> **Фрагмент текста**:
· · · ·

Была «служебная аристократия» - дворянство, добивавшееся положения службой государю. Были бароны, мушкетёры и опричники. Были конюшие и столоначальники. Были графы, получавшие от короля в наследование земли, и были герцоги, первоначально ничем не уступающие королям. Была, наконец, придворная аристократия – маркизы и фавориты.
Затем возникла псевдоаристократия – буржуа, просто покупавшие титулы. Аристократия чиновников, бюрократия, особенно расплодившаяся в России и Германии.
Сколько обществ, столько и типов элит, каждая из которых считала себя высшей, т.е. буквально «аристократией».
Но есть и аристократизм внутренний и даже маргинальный, невидимый. Аристократизм интеллигента, офицера, профессионала. Есть аристократизм безумца, юродивого, презирающего власть. Аристократизм актёра, вошедшего в образ. Есть титанический аристократизм коммуниста, поднимающего восстание, и есть аристократизм священника, не признающего царство кесаря.
Есть аристократизм тигра, презирающего из клетки людей, пришедших посмотреть на него.
Аристократизм – это то, что есть.
Всё, что есть, достойно быть.

· · · ·

> **Список заданий**:
1. Переведите на английский язык это предложение из текста об аристократии: «Есть аристократизм тигра, презирающего из клетки людей, пришедших посмотреть на него».
2. Допишите текст об аристократии, продолжив его сразу после заключительного предложения «Всё, что есть, достойно быть».
Записи, приведённые далее, здесь никакой роли не играют.

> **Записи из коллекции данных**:
· · · ·

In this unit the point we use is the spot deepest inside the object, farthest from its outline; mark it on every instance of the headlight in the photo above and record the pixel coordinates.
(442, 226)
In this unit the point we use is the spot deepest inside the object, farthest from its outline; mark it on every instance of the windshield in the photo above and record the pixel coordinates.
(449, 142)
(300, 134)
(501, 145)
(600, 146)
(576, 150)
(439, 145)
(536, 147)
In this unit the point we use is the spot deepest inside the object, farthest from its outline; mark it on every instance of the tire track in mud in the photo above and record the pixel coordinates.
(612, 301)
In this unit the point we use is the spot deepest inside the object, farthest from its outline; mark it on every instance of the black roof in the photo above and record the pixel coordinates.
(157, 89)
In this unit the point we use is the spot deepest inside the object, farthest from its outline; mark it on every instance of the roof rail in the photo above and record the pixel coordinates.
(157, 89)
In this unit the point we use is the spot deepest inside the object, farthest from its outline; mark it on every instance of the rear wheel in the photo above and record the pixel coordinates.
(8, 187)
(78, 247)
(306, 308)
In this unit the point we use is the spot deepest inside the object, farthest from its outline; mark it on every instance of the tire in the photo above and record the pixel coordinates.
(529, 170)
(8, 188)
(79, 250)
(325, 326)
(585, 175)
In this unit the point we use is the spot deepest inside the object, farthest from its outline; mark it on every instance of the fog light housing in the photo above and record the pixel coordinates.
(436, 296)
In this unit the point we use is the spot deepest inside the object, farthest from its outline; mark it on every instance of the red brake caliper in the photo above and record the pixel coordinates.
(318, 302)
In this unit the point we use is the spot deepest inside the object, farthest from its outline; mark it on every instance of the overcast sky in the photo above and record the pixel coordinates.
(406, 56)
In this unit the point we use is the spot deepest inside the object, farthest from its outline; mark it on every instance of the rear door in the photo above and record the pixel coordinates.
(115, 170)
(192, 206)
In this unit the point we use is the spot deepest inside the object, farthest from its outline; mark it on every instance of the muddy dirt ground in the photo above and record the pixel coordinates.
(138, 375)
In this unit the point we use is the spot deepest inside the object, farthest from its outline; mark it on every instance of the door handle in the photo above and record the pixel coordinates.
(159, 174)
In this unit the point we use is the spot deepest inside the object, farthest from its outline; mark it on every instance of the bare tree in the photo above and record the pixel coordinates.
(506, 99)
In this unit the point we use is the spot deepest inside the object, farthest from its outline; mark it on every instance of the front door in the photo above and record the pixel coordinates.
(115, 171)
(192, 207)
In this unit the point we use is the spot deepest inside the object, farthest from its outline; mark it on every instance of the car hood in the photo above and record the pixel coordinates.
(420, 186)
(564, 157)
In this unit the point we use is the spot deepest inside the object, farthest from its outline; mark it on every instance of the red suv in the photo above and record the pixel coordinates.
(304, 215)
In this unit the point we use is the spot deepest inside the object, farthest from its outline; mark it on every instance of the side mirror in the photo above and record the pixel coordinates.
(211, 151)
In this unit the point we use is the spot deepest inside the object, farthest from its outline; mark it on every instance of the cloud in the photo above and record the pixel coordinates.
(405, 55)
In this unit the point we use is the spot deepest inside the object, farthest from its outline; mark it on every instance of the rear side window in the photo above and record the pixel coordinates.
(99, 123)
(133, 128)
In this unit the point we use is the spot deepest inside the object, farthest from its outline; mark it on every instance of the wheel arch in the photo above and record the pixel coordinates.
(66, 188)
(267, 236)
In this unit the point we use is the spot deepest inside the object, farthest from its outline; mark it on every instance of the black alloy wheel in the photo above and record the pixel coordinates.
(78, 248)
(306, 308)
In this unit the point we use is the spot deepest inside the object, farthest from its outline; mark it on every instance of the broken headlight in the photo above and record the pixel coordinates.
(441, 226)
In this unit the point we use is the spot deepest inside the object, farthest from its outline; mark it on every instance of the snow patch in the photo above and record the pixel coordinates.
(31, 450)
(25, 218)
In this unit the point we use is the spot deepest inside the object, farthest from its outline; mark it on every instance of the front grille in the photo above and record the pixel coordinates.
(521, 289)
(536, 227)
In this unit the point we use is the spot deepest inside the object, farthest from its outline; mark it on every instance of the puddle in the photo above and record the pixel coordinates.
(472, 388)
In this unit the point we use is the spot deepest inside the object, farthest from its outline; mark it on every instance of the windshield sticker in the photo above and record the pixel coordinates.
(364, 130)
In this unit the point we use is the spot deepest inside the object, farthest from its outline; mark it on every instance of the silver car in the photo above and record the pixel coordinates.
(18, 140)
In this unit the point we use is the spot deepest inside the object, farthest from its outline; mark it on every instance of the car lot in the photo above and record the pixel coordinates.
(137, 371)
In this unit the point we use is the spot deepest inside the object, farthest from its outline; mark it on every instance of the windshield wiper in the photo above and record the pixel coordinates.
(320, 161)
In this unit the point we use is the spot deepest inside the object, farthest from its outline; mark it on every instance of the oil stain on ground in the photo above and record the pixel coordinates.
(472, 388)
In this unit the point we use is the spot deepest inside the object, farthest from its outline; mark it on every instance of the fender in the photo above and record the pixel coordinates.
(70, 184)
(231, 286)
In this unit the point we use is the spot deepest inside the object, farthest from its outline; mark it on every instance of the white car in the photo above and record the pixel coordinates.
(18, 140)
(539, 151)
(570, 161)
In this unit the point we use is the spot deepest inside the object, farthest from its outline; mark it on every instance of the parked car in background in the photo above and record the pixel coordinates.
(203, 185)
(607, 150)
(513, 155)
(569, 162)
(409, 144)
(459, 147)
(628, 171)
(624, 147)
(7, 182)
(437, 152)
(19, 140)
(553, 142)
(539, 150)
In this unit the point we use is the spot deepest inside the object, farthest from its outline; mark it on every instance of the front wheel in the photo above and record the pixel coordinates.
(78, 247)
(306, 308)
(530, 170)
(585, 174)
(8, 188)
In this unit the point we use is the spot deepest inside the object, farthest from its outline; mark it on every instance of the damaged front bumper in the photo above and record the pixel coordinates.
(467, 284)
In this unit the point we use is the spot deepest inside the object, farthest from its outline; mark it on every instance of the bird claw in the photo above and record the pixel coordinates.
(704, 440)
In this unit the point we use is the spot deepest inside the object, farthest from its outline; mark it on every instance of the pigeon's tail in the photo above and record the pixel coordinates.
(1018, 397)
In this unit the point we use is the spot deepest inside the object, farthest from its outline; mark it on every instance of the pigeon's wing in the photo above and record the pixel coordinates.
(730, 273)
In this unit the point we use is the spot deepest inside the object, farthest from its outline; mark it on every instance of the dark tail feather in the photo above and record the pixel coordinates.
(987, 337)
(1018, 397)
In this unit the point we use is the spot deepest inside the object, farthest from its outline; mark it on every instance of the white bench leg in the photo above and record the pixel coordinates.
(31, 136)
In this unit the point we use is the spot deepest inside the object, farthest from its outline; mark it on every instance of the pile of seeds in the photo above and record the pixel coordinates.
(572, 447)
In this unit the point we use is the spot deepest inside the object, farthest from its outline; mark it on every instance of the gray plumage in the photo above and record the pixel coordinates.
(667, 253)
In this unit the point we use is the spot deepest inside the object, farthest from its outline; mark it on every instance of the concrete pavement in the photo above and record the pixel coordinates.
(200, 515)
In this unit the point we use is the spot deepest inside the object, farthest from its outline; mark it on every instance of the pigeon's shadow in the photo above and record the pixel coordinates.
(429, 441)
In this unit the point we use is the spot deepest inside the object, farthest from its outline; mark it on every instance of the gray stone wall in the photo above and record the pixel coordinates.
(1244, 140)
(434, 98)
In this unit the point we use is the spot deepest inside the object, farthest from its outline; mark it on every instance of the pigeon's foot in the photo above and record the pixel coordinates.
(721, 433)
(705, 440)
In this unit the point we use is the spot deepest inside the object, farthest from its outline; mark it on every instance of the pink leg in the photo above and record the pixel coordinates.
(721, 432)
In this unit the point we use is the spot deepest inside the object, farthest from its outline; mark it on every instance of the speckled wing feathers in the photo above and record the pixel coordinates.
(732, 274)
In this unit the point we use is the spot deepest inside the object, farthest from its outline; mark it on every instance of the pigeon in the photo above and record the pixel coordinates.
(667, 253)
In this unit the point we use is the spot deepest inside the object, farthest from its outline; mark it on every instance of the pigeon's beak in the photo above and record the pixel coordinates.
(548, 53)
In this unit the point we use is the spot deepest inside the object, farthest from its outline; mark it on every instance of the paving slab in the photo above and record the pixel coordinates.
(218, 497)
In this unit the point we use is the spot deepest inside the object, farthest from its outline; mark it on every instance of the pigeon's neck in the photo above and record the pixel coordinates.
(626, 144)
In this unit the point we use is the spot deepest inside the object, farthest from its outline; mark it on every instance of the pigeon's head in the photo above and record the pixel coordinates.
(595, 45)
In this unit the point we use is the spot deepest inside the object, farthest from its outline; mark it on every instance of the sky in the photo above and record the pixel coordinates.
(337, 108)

· · · ·

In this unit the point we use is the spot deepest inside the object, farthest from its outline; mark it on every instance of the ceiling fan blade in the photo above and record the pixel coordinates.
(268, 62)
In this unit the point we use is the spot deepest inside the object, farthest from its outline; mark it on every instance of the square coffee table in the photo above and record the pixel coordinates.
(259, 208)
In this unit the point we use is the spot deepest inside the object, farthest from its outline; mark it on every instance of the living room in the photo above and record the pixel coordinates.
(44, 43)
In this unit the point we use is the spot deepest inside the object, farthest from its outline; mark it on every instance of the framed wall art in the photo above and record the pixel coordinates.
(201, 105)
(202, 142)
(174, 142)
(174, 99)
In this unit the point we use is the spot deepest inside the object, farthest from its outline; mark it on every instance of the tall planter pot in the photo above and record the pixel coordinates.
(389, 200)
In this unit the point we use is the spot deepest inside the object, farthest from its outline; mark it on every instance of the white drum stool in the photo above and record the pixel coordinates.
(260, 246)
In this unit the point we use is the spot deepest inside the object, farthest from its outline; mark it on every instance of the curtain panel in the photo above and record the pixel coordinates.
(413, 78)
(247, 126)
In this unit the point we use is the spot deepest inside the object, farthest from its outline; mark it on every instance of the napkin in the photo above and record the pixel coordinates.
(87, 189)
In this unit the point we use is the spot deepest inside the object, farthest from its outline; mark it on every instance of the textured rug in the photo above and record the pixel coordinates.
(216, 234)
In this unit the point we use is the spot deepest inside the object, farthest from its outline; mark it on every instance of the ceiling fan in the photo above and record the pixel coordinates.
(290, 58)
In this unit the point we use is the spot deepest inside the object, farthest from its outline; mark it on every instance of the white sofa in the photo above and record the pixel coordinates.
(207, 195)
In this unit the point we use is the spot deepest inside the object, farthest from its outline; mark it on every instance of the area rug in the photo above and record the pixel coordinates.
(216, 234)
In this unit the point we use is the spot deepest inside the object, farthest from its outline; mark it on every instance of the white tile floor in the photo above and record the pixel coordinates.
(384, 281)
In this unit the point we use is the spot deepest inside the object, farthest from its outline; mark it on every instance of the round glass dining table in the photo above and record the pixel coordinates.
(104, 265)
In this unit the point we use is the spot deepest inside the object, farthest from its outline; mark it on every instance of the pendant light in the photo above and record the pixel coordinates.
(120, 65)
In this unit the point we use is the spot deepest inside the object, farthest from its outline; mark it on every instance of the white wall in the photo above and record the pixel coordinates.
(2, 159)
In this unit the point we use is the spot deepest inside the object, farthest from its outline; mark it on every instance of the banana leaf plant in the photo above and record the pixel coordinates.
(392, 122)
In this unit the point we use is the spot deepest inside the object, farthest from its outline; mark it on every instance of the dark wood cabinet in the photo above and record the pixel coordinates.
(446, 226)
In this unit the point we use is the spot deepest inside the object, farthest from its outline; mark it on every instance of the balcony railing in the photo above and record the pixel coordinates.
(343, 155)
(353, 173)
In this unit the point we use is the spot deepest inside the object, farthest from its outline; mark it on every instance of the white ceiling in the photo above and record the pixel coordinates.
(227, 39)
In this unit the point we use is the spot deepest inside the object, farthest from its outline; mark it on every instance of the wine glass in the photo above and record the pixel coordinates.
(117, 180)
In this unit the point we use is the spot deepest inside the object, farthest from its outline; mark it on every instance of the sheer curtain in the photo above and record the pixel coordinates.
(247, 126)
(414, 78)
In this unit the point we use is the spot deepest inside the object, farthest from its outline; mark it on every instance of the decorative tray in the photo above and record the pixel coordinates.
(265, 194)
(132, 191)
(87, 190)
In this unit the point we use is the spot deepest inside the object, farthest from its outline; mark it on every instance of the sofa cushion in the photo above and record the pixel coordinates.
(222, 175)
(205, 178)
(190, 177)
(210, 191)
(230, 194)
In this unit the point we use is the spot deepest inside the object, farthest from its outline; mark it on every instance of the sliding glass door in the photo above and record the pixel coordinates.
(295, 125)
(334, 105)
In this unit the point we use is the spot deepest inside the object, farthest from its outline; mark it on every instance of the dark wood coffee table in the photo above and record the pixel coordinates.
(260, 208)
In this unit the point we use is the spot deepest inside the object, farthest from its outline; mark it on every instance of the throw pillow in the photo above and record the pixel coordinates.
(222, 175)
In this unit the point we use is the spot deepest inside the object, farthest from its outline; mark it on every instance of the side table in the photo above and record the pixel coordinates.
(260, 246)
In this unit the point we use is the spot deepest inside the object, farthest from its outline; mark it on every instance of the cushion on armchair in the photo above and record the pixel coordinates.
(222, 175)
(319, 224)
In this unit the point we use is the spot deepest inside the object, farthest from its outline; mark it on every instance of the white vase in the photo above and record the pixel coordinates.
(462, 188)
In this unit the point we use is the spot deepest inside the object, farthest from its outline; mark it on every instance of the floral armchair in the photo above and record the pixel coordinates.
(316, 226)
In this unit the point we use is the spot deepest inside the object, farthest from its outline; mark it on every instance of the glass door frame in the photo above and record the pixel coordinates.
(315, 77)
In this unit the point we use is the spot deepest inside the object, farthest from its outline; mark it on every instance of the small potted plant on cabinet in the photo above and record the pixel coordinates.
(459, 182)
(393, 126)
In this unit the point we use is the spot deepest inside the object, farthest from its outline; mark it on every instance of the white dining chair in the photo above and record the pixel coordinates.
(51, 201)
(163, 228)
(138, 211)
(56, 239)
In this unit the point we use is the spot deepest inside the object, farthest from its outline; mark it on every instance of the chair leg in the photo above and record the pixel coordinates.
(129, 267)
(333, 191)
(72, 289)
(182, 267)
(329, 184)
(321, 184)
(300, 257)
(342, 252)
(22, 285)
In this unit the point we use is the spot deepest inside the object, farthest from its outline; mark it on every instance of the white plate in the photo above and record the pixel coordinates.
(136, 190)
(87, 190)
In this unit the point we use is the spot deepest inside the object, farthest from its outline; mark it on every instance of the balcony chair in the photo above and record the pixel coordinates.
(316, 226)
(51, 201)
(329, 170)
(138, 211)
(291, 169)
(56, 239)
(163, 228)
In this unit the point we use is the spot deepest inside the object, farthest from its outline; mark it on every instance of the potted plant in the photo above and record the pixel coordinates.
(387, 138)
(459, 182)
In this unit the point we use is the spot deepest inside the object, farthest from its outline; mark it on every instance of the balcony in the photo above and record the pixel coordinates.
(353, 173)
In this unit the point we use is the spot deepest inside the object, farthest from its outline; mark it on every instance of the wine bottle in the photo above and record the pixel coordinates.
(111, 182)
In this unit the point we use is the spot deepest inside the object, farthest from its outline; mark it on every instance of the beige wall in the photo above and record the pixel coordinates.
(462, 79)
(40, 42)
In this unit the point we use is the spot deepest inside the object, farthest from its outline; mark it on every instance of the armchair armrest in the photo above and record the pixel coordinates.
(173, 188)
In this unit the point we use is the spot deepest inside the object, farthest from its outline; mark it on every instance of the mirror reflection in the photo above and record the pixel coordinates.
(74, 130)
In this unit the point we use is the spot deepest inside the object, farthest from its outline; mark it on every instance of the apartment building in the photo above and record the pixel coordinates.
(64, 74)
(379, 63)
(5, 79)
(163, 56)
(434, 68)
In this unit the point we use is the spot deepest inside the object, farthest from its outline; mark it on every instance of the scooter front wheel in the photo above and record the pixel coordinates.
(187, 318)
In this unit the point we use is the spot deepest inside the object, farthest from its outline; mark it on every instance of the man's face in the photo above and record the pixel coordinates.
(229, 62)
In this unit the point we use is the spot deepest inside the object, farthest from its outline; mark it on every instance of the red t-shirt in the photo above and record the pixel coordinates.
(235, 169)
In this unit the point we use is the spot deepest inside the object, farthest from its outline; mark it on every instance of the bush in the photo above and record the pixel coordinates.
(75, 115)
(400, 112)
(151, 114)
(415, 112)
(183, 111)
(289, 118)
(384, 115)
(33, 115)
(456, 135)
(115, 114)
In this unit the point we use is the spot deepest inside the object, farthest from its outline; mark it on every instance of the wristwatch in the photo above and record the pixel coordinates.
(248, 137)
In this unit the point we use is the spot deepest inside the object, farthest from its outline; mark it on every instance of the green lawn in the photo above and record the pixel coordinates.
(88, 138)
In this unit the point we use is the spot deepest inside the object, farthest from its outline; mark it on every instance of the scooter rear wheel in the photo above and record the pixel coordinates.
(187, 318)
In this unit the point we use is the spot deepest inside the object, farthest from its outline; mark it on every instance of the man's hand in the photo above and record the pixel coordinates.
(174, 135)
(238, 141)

· · · ·

> **Результаты упражнения**:
1. There is the aristocratism of a tiger that, from its cage, despises the people who have come to look at it.

2.
Единственное, что выдаёт всегда аристократа – это его внутреннее превосходство, презрение к материальным обстоятельствам, к жизни и смерти, осознание Вечности как единственного фактора, имеющего значение.
Материальное происхождение аристократа значения не имеет: важно его умение трансцендировать себя до высшего состояния, стать, как говорил Ницше, «над самим собой», как над великой пропастью, и пройти через своё собственное сердце.
Главное, что выдаёт аристократа – это жест, равный действию, и молчание, равное слову. Это не внешняя, склонная в эффектах, деятельность, но внутреннее вращение, заставляющее также вращаться все вещи вокруг себя как вокруг невидимого центра.
Меру аристократизма невозможно определить, ибо она всегда есть вторжение духа в реальность. Корни аристократизма духовны, а не материальны. Дух же, как сказано в Писании, «дышит там, где хочет», и любое сословие, любой человек в любой ситуации способен ощутить в себе высшее начало, трансцендировать себя.
Так что не в наследственности дело.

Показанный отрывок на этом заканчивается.